## WORK INSTRUCTION
Which lines of the data contain the string "nothing"? Show each of them.

[Data entries]

***

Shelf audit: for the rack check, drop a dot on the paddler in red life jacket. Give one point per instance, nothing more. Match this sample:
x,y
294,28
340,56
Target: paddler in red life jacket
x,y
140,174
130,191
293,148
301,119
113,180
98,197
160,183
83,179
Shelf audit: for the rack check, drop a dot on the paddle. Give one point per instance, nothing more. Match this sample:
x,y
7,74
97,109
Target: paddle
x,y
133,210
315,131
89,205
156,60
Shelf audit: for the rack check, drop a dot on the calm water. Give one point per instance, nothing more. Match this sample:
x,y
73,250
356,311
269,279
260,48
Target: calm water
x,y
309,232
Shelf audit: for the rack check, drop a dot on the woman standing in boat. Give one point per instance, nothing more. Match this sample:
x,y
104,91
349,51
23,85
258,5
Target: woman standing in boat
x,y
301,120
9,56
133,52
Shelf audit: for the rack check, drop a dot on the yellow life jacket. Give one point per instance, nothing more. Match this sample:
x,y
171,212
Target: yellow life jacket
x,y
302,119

***

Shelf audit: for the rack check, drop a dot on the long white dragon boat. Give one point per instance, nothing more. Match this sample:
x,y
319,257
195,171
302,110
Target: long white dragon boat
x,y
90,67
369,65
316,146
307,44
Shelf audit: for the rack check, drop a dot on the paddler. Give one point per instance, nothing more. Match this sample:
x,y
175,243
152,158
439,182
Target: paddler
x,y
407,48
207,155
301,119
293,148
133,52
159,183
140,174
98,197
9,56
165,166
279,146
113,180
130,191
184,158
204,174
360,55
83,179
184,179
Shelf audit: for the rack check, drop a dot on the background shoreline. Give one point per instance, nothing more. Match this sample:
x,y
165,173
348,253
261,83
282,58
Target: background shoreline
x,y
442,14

***

## EXERCISE ANSWER
Shelf audit: for the rack check, drop a dot on the paddler in red life jacket. Give one point per instance, nothing more. Match this sample:
Shelf audit: for the rack check, drop a dot on the paddle. Give one point per instance, nothing more. Match this sample:
Shelf audit: for the rack check, drop a dot on the calm water. Give one point per instance, nothing more. Match this sample:
Shelf audit: for the rack check, drop a dot on the woman standing in boat. Give one point per instance, nothing more. Match this sample:
Shelf audit: for the rack check, drop a dot on the yellow life jacket. Give one point per instance, nothing more. Match this sample:
Shelf audit: for the rack check, drop a dot on the long white dragon boat. Give one point per instance, nothing more. Match this sample:
Shelf audit: for the rack check, drop a dot on the paddler. Give one point per instance, nothing more. Match this sample:
Shelf audit: for the rack check, drop a dot on the background shoreline. Give one point per instance, nothing more. Match this sample:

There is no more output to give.